Locate every line in the data below that contains the string "dark" and copy each of those lines. The match is case-sensitive.

* BEGIN MATERIAL PROVIDED *

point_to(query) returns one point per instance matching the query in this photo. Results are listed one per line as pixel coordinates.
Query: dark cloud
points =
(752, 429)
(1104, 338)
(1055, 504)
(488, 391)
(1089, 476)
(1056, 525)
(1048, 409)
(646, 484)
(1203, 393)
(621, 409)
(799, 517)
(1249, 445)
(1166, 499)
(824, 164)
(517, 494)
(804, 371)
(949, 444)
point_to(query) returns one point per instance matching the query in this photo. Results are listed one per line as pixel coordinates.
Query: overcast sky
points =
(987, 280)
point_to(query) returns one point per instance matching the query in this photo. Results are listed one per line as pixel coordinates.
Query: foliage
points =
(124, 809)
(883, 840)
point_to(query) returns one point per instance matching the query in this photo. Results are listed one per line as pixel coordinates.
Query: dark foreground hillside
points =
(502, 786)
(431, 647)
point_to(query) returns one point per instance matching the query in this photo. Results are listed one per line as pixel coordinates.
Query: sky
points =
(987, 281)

* END MATERIAL PROVIDED *

#### [IN RESPONSE]
Query: dark cloud
Query: dark foreground hillside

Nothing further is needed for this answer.